Task objective
With nothing added and nothing dropped, copy the entire listing.

** Exercise data follows **

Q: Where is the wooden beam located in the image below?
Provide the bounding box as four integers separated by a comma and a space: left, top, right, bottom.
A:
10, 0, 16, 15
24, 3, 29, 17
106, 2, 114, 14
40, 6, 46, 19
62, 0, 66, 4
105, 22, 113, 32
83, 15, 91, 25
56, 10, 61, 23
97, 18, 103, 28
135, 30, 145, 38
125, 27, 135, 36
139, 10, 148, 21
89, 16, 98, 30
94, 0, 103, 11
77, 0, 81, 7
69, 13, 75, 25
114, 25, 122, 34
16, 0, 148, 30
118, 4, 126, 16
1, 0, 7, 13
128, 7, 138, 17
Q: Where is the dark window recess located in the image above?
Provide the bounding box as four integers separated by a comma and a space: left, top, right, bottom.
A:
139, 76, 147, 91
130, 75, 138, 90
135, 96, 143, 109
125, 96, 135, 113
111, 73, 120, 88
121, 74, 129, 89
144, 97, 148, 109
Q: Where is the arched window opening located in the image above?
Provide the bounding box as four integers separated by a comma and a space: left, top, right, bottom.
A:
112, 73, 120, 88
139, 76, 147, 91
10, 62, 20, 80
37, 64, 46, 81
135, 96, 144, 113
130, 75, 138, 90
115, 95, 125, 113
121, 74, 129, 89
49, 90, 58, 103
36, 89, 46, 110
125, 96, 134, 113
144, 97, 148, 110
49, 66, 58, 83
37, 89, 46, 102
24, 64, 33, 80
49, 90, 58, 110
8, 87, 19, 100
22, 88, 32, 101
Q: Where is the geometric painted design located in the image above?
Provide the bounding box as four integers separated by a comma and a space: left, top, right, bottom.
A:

** End of Exercise data **

Your response
Q: Where is the wooden beam located in the image below?
Provide the bounding box as four integers separated by a comma and a space: left, top, right, bottom.
A:
10, 0, 16, 15
24, 3, 29, 17
106, 2, 114, 14
40, 6, 46, 19
62, 0, 66, 4
105, 22, 113, 32
83, 15, 91, 25
56, 10, 61, 23
97, 18, 103, 28
135, 30, 145, 38
125, 27, 135, 36
139, 10, 148, 21
89, 16, 98, 30
94, 0, 103, 11
77, 0, 81, 7
69, 13, 75, 25
114, 25, 122, 34
16, 0, 148, 30
118, 4, 126, 16
1, 0, 7, 13
128, 7, 138, 17
Q: Where is the dark window recess located in the image above?
Provide the bounding box as four integers separated by a comma and a space: left, top, right, bottom.
A:
139, 76, 147, 91
130, 75, 138, 90
135, 96, 143, 109
125, 96, 135, 113
111, 73, 120, 88
121, 74, 129, 89
144, 97, 148, 109
Q: Where is the arched window opening located in the image above?
Provide the bounding box as four integers separated by a comma and a space: left, top, right, bottom.
A:
112, 73, 120, 88
139, 76, 147, 91
10, 62, 20, 80
37, 64, 46, 81
135, 96, 144, 113
130, 75, 138, 90
115, 95, 125, 113
121, 74, 129, 89
49, 90, 58, 103
36, 89, 46, 110
125, 96, 134, 113
144, 97, 148, 110
49, 66, 58, 83
37, 89, 46, 102
24, 64, 33, 80
49, 90, 58, 110
8, 87, 19, 100
22, 88, 32, 101
Q: Where is the geometric painted design located in the image above?
Provide the bounding box as four integers separated by a comma and a space: left, top, right, bottom.
A:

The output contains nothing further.